— BEGIN STORED DATA —

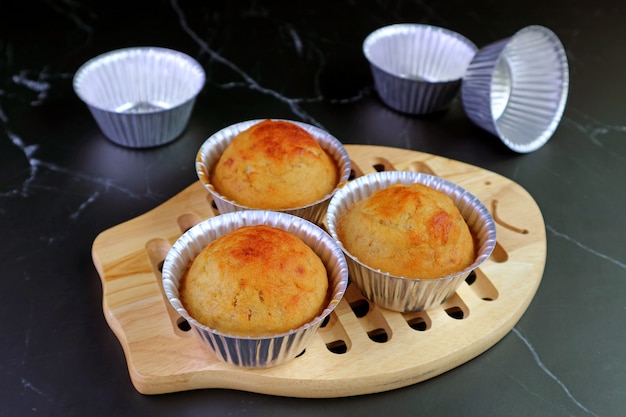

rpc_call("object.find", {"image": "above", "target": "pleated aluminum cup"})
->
[196,119,351,224]
[326,171,496,312]
[363,23,478,114]
[461,26,569,153]
[163,210,348,368]
[74,47,205,148]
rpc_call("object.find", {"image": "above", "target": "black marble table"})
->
[0,0,626,417]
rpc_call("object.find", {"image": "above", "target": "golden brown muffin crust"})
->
[181,225,328,336]
[337,184,475,279]
[211,120,339,210]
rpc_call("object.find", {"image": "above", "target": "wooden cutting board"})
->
[92,145,546,397]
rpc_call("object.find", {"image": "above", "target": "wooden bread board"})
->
[92,145,546,397]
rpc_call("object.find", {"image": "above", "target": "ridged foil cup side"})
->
[73,47,205,148]
[363,24,478,114]
[326,171,496,312]
[163,210,348,368]
[196,119,351,224]
[461,25,569,153]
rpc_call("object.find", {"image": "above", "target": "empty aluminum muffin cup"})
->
[163,210,348,368]
[196,119,351,224]
[363,24,478,114]
[326,171,496,312]
[461,26,569,153]
[74,47,205,148]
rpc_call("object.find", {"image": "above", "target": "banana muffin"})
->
[180,225,328,337]
[337,183,476,279]
[211,119,339,210]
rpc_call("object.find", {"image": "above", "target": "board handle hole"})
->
[442,293,469,320]
[402,311,432,332]
[318,311,351,354]
[465,269,500,301]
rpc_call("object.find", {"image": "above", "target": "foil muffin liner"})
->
[73,47,205,148]
[163,210,348,368]
[363,24,478,114]
[326,171,496,312]
[196,119,351,224]
[461,26,569,153]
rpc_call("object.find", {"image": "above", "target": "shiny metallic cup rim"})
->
[73,46,206,148]
[162,210,348,368]
[461,25,569,153]
[196,119,352,224]
[326,171,496,312]
[363,23,478,114]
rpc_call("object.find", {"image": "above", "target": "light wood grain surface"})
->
[92,145,546,397]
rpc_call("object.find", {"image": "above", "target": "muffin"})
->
[162,210,348,369]
[337,183,475,279]
[181,225,328,336]
[211,120,339,210]
[326,171,496,313]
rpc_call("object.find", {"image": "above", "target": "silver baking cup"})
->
[461,26,569,153]
[196,119,351,224]
[74,47,205,148]
[363,23,478,114]
[326,171,496,312]
[163,210,348,368]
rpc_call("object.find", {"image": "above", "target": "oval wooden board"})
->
[92,145,546,397]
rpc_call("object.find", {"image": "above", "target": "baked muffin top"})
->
[337,184,475,279]
[181,225,328,337]
[211,120,339,210]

— END STORED DATA —

TASK:
Quote every line of the records above exactly; no picture is to be copied.

CORRECT RESULT:
rpc_call("object.find", {"image": "above", "target": "pleated aluminum cup"})
->
[196,119,351,224]
[326,171,496,312]
[363,23,478,114]
[461,26,569,153]
[163,210,348,368]
[74,47,205,148]
rpc_call("object.find", {"image": "above", "target": "black marble table"})
->
[0,0,626,417]
rpc_call("object.find", {"image": "above", "target": "golden brown muffin crust"})
->
[181,225,328,336]
[337,184,475,279]
[211,120,339,210]
rpc_call("object.find", {"image": "above", "target": "wooden cutting board"})
->
[92,145,546,397]
rpc_call("object.find", {"image": "above", "target": "wooden bread board"})
->
[92,145,546,397]
rpc_call("object.find", {"image": "above", "target": "ridged foil cup side"})
->
[73,47,205,148]
[363,24,478,114]
[326,171,496,312]
[163,210,348,368]
[196,119,351,224]
[461,25,569,153]
rpc_call("object.find", {"image": "above", "target": "empty aluminum muffin cup"})
->
[163,210,348,368]
[196,119,351,224]
[363,24,478,114]
[326,171,496,312]
[461,26,569,153]
[74,47,205,148]
rpc_call("object.find", {"image": "above", "target": "banana muffin"})
->
[180,225,328,337]
[337,183,476,279]
[211,119,339,210]
rpc_call("object.find", {"image": "above", "target": "board handle hole"})
->
[442,293,469,320]
[402,311,432,332]
[318,311,351,354]
[465,269,500,301]
rpc_call("object.find", {"image": "above", "target": "foil muffin liner"})
->
[73,47,205,148]
[163,210,348,368]
[363,24,478,114]
[326,171,496,312]
[196,119,351,224]
[461,26,569,153]
rpc_call("object.find", {"image": "above", "target": "shiny metallic cup rim"})
->
[73,46,206,148]
[162,210,348,368]
[461,25,569,153]
[196,119,352,224]
[326,171,496,312]
[363,23,478,114]
rpc_call("object.find", {"image": "above", "target": "light wood grain surface"})
->
[92,145,546,397]
rpc_call("object.find", {"image": "above", "target": "muffin"})
->
[162,210,348,369]
[337,183,475,279]
[181,225,328,336]
[211,120,339,210]
[326,171,496,313]
rpc_call("object.find", {"image": "above", "target": "silver baking cup"})
->
[461,26,569,153]
[196,119,351,224]
[74,47,205,148]
[363,23,478,114]
[326,171,496,312]
[163,210,348,368]
rpc_call("object.find", {"image": "above", "target": "oval wooden board"})
->
[92,145,546,397]
rpc_call("object.find", {"image": "above", "target": "baked muffin top"})
->
[337,184,475,279]
[181,225,328,337]
[211,120,339,210]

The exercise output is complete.